5. Broad’s current model won’t work

Currently, academic institutes who collaborate with a commercial entity will not need a license to do so.  This will change, rapidly.  It has to.  Otherwise every single commercial entity will simply partner up with an academic to avoid the license fee.  When Broad realise this, they will change the license.  Again.

6. Support is not the issue

The stated problem is that supporting commercial entities was becoming difficult on limited resources, hence the license.  If support was the issue, then open up the code, give it away free and then charge for support.  Red Hat do this.  MySQL do this.  It works.  I have asked why Broad do not take up this model a few times, and I have not received a valid reply.

7. The role of Broad is not to make money

Their role is to carry out great science (which they do) that benefits the USA, and the rest of the World.  That’s why governments fund academic research, to do stuff that’s important that will benefit us all.

They’re not there to sell stuff.  They’re not there to make money.

You’re going to challenge me on this and say that every university has an office dedicated to the commercialisation of research.  Sure.  So spin out GATK as a software company and sell it.  See how far you get.  See how much money you don’t makeAnd then see how much everyone has failed to benefit from the process.

Stated goal 1: Do these statements agree with the excerpt on Broad's licensing? For each, answer yes or no and quote the words that decide it. (a) Academic institutes that work with a commercial entity currently need a license to do so. (b) Red Hat is given as an example of giving code away free and charging for support. (c) The writer has received a valid reply about why Broad does not take up that model.
Stated goal 2: Copy the part of the excerpt on Broad's licensing starting with "Currently, academic institutes" and going on through "a valid reply.".

Data section:
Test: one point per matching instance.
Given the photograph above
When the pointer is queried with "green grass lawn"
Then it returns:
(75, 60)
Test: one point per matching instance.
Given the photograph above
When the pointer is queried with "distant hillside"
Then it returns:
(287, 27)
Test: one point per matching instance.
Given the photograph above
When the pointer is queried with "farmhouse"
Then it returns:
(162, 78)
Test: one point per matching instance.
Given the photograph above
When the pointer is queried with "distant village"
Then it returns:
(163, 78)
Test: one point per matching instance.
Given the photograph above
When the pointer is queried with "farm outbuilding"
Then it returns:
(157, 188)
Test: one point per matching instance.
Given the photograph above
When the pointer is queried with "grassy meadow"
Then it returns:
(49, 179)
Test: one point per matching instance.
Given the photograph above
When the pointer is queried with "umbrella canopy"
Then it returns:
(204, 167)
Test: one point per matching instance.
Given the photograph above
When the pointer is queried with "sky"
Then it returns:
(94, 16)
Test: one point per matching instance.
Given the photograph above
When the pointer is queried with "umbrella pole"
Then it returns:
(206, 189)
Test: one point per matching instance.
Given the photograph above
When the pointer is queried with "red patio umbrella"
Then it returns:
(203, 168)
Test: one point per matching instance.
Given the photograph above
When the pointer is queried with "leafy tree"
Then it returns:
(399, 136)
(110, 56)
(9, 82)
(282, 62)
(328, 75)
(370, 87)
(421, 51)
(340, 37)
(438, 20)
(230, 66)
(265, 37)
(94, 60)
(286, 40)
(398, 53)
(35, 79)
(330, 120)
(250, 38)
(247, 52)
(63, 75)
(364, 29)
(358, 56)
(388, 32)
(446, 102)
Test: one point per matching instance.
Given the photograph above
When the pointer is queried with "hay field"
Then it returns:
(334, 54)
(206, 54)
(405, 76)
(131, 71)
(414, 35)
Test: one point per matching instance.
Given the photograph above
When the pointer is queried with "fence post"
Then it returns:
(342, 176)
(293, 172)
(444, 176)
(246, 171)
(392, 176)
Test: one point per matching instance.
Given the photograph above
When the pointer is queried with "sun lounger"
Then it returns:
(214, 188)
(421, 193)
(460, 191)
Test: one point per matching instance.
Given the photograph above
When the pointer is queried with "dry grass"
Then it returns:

Full response 1:
(a) No: "Currently, academic institutes who collaborate with a commercial entity will not need a license to do so."
(b) Yes: "open up the code, give it away free and then charge for support." followed by "Red Hat do this."
(c) No: "I have not received a valid reply."

Full response 2:
Currently, academic institutes who collaborate with a commercial entity will not need a license to do so.  This will change, rapidly.  It has to.  Otherwise every single commercial entity will simply partner up with an academic to avoid the license fee.  When Broad realise this, they will change the license.  Again.

6. Support is not the issue

The stated problem is that supporting commercial entities was becoming difficult on limited resources, hence the license.  If support was the issue, then open up the code, give it away free and then charge for support.  Red Hat do this.  MySQL do this.  It works.  I have asked why Broad do not take up this model a few times, and I have not received a valid reply.